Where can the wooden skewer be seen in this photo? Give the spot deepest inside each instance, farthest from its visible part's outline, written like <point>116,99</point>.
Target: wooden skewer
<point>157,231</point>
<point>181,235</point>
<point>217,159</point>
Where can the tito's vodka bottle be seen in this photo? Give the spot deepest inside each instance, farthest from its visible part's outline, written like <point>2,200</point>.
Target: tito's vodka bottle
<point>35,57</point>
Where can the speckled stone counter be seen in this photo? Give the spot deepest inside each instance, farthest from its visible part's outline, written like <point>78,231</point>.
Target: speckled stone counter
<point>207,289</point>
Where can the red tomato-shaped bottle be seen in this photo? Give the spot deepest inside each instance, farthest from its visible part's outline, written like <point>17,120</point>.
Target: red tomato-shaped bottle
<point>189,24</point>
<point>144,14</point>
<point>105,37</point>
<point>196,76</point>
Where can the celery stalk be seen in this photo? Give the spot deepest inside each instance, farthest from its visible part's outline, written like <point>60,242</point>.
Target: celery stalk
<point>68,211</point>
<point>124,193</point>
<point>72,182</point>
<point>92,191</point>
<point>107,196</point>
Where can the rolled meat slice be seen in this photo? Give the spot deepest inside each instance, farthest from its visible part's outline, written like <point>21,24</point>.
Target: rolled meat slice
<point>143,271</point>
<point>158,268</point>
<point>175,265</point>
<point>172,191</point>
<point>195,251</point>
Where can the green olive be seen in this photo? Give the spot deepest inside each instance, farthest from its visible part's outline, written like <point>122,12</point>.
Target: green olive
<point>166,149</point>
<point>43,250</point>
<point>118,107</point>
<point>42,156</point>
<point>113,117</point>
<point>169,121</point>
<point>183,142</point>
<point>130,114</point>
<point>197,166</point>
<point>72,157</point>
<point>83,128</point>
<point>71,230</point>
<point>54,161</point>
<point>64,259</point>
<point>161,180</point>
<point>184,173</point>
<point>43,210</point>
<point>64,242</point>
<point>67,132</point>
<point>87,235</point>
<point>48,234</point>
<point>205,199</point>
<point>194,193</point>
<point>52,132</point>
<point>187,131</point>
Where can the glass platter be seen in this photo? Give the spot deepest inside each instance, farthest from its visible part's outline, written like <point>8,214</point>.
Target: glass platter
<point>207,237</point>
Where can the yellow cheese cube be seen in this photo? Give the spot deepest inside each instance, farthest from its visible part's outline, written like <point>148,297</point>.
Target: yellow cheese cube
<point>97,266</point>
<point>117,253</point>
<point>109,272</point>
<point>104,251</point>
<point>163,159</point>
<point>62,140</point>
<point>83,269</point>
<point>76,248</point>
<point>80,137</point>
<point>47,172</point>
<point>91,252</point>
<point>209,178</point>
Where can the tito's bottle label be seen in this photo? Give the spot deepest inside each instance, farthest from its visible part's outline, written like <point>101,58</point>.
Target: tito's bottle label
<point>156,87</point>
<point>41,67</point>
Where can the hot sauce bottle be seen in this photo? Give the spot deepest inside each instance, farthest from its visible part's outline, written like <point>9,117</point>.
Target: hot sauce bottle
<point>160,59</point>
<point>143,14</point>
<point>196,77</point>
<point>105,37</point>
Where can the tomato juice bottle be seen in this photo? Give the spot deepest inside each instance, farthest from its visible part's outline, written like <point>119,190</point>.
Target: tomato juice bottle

## OBJECTIVE
Reproduce all of the material above line for line, with no changes.

## SOLUTION FOR THIS EXERCISE
Where can the wooden skewer be seen in this photo? Give the spot deepest inside each instance, farthest from its visible part's outline, written like <point>116,99</point>.
Target: wooden skewer
<point>157,231</point>
<point>181,235</point>
<point>217,159</point>
Where can the tito's vodka bottle be seen in this photo? Give the spot deepest inside each instance, farthest from its visible part's outline, written like <point>2,200</point>.
Target: tito's vodka bottle
<point>35,57</point>
Where can the speckled stone counter be seen in this photo? Give the spot deepest inside each instance, farthest from its visible part's outline, written like <point>78,231</point>.
Target: speckled stone counter
<point>207,289</point>
Where can the red tomato-shaped bottle be seen in this photo? Give the spot deepest inside each instance, farthest from its visible part's outline, written like <point>17,120</point>.
Target: red tomato-shaped bottle
<point>189,24</point>
<point>144,14</point>
<point>105,37</point>
<point>196,76</point>
Where can the celery stalk be seen in this photo? Give the spot deepest inside each instance, farthest from its visible part's outline, written like <point>60,242</point>.
Target: celery stalk
<point>68,211</point>
<point>124,193</point>
<point>72,182</point>
<point>92,191</point>
<point>107,196</point>
Where can the rolled meat slice be seen in this photo? Give the spot deepest inside each instance, farthest from its visible part's outline, written like <point>21,24</point>.
Target: rolled meat slice
<point>143,271</point>
<point>158,268</point>
<point>175,265</point>
<point>172,191</point>
<point>195,251</point>
Where can the green olive be seen in this photo? Give the spot deepest inside each instance, farthest from its visible part's outline, written like <point>122,12</point>.
Target: green olive
<point>166,149</point>
<point>43,250</point>
<point>118,107</point>
<point>42,156</point>
<point>113,117</point>
<point>169,121</point>
<point>183,142</point>
<point>130,114</point>
<point>197,166</point>
<point>72,157</point>
<point>83,128</point>
<point>71,230</point>
<point>54,161</point>
<point>64,259</point>
<point>161,180</point>
<point>184,173</point>
<point>43,210</point>
<point>64,242</point>
<point>67,132</point>
<point>87,235</point>
<point>48,234</point>
<point>205,199</point>
<point>194,193</point>
<point>52,132</point>
<point>187,131</point>
Where can the glass platter be seen in this photo? Give the spot deepest inside each instance, farthest from its visible part's outline, written like <point>8,214</point>.
Target: glass platter
<point>207,237</point>
Where can the yellow cheese cube be seen in this photo? Give the spot deepest inside each instance, farthest from its visible part's outline, written like <point>148,297</point>.
Target: yellow cheese cube
<point>97,266</point>
<point>117,253</point>
<point>109,272</point>
<point>104,251</point>
<point>163,159</point>
<point>62,140</point>
<point>83,269</point>
<point>76,248</point>
<point>80,137</point>
<point>47,172</point>
<point>91,252</point>
<point>209,178</point>
Where can the tito's bottle label be seen in this photo? Give the spot deepest inside each instance, farthest from its visible part's outline, written like <point>101,58</point>.
Target: tito's bottle label
<point>156,87</point>
<point>41,67</point>
Where can the hot sauce bottle be seen in this photo? Give the spot deepest inside each instance, farthest from its visible part's outline, written like <point>9,117</point>.
Target: hot sauce bottle
<point>160,59</point>
<point>143,14</point>
<point>196,77</point>
<point>105,37</point>
Where can the tomato juice bottle be seen in this photo? Give the spot deepest inside each instance, farthest from its visible part's outline, written like <point>119,190</point>.
Target: tomato juice bottle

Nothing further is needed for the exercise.